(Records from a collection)
* * * * *

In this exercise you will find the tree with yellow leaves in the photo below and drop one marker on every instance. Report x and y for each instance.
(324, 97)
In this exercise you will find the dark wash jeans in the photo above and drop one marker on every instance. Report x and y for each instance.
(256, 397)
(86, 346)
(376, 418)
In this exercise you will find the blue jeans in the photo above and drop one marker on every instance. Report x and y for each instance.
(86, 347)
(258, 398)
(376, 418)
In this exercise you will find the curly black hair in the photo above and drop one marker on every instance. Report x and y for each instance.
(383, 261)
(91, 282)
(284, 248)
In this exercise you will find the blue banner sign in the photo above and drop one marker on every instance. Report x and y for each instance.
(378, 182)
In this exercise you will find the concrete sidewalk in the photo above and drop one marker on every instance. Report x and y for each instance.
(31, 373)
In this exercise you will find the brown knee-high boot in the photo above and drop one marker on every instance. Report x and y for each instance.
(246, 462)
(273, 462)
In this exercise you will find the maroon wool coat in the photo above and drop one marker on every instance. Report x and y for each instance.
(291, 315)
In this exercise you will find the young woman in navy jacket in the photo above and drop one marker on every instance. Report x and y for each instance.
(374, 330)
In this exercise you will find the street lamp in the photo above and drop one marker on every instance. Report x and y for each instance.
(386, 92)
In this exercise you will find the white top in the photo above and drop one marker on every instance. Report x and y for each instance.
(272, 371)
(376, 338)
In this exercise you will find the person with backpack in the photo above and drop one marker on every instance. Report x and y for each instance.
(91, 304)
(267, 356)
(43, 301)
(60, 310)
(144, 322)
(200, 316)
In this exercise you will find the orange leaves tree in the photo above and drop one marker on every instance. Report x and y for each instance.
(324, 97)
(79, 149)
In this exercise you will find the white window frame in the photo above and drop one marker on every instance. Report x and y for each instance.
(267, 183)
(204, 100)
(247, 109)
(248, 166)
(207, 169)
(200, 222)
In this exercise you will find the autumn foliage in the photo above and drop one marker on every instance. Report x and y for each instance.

* * * * *

Work required: Copy each line exactly, from the line containing "In this exercise you will find the curly" down to the last line of the material, and no other lines.

Solution for this problem:
In this exercise you will find the curly black hair in the photo above and drop one marker on every instance. Report x and y for each instance.
(383, 261)
(91, 282)
(284, 248)
In this exercise you will find the blue banner sign in the photo above and drop one marker on every instance. Report x and y for each instance.
(378, 182)
In this exercise you will find the concrete sidewalk in the photo above and drop one marker on every instance. Report x and y for each instance.
(31, 373)
In this exercise you will find the brown knee-high boot in the photo above and drop one marker on every instance. Report x and y for each instance.
(246, 462)
(273, 462)
In this exercise you will find the maroon wool coat in the photo above and drop one marker on every instance. Report x and y for each instance.
(291, 315)
In this exercise you will find the young woman in navy jacket in the photo above and drop one marker on every instance. Report x and y for each instance.
(374, 330)
In this exercise you will find the street lamp in the photo above and drop one marker on every instance. Report x and y for each instance.
(386, 92)
In this exercise you will find the white top in the photo above and drop one marker on every instance. Report x and y for each instance.
(272, 371)
(376, 338)
In this exercise you will find the person with backpack in the photo above and drop one marker on every instance. Report x and y for each instance.
(91, 304)
(267, 356)
(43, 301)
(60, 310)
(144, 322)
(200, 316)
In this exercise you will find the orange leaves tree in the photo above and drop one marker on every instance. Report x and y for each instance.
(324, 97)
(79, 149)
In this exercise you will find the white window frame in the photo above and drop one marker on every instance. Report x and y for each instance.
(267, 183)
(204, 100)
(247, 109)
(248, 166)
(207, 169)
(200, 222)
In this exercise you will find the autumn foliage in the photo above and drop one marker on every instance. Report x and y for each instance.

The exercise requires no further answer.